* _Task instructions_: Return every line of the material below that contains the word "pile". Matching is case-sensitive.

* _Input_:

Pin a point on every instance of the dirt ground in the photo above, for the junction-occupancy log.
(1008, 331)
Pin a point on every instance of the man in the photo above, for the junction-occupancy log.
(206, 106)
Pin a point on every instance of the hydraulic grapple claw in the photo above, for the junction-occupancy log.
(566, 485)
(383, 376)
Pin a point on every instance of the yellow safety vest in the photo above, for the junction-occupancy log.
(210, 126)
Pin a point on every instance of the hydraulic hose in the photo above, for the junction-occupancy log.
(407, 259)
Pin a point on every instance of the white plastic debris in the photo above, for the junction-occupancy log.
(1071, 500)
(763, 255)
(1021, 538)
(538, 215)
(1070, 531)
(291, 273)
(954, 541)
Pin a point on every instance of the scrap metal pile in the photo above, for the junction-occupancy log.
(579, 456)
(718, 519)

==

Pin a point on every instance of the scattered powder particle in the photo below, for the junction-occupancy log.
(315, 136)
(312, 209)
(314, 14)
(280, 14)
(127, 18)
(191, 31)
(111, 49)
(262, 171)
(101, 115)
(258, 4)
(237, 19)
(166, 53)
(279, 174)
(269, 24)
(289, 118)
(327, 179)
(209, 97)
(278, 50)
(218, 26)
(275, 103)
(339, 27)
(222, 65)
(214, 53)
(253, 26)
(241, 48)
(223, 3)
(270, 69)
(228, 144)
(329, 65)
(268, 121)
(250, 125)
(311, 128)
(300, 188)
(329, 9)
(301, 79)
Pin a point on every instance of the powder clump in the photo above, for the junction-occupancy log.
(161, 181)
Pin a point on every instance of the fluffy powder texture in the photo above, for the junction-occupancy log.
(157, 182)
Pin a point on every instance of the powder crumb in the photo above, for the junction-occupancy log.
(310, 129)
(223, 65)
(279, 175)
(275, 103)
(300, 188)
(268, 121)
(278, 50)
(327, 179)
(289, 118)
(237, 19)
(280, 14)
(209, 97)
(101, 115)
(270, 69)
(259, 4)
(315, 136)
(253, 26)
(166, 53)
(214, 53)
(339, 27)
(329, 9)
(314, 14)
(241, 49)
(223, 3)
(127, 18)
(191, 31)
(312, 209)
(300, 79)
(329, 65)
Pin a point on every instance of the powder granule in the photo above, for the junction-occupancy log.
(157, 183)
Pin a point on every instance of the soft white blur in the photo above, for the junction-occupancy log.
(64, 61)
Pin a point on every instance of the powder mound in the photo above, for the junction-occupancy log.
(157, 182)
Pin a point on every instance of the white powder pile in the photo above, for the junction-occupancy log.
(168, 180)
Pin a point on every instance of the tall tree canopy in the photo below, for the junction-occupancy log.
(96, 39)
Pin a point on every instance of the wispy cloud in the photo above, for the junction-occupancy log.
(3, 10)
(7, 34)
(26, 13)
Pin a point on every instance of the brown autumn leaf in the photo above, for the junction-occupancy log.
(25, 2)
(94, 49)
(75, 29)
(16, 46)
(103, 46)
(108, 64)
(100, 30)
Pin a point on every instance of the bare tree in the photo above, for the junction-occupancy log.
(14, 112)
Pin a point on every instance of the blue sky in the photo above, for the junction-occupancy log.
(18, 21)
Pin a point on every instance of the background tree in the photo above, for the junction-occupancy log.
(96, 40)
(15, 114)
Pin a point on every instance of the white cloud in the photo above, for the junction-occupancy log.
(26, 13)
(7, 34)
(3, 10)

...

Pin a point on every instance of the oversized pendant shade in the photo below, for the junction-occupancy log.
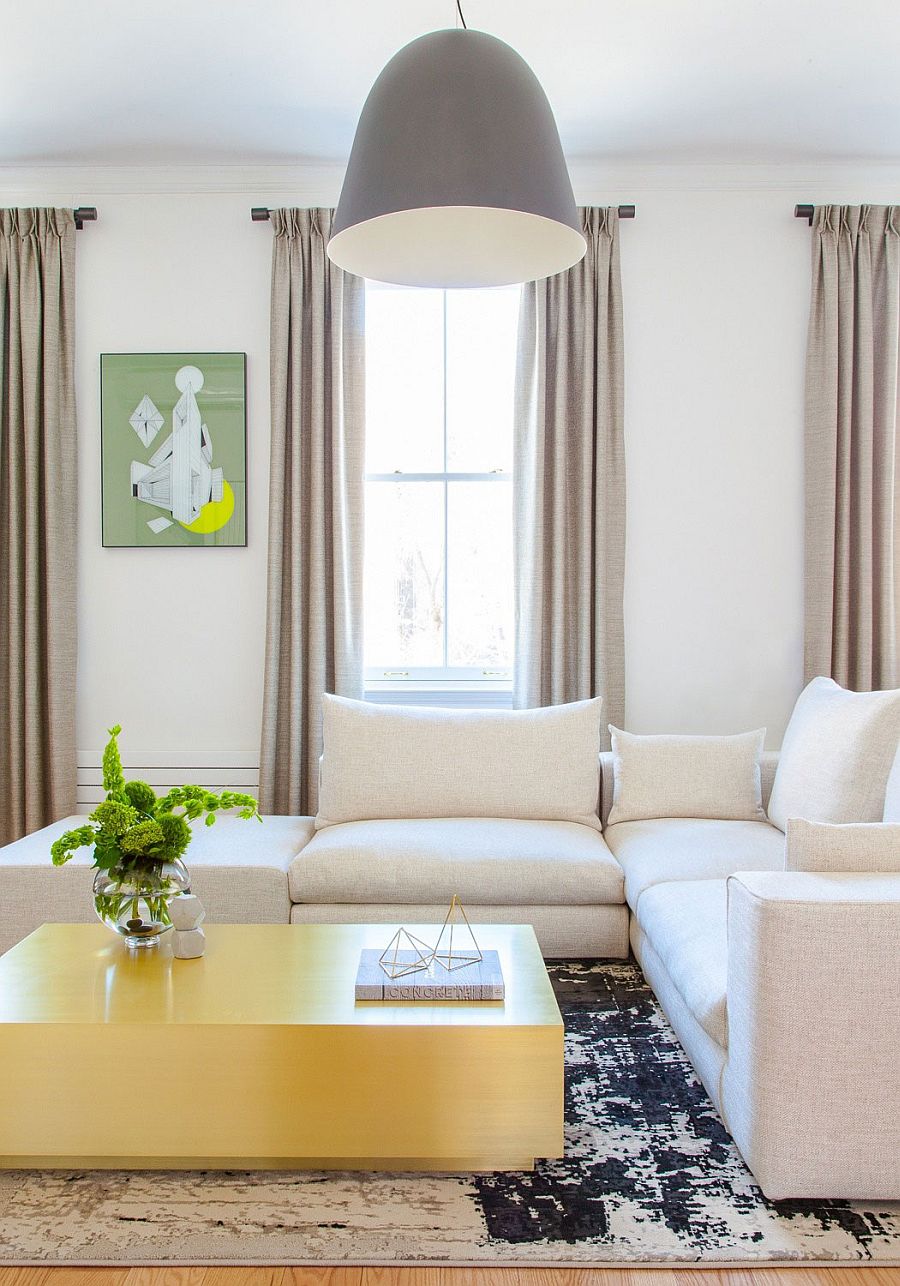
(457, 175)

* _Result below_:
Pin a point on every instance of the scrap metal pile in the photo above, for the junction-occupancy log.
Pin a point on every instance of the white powder pile in the photo above, for the junction-occupancy log.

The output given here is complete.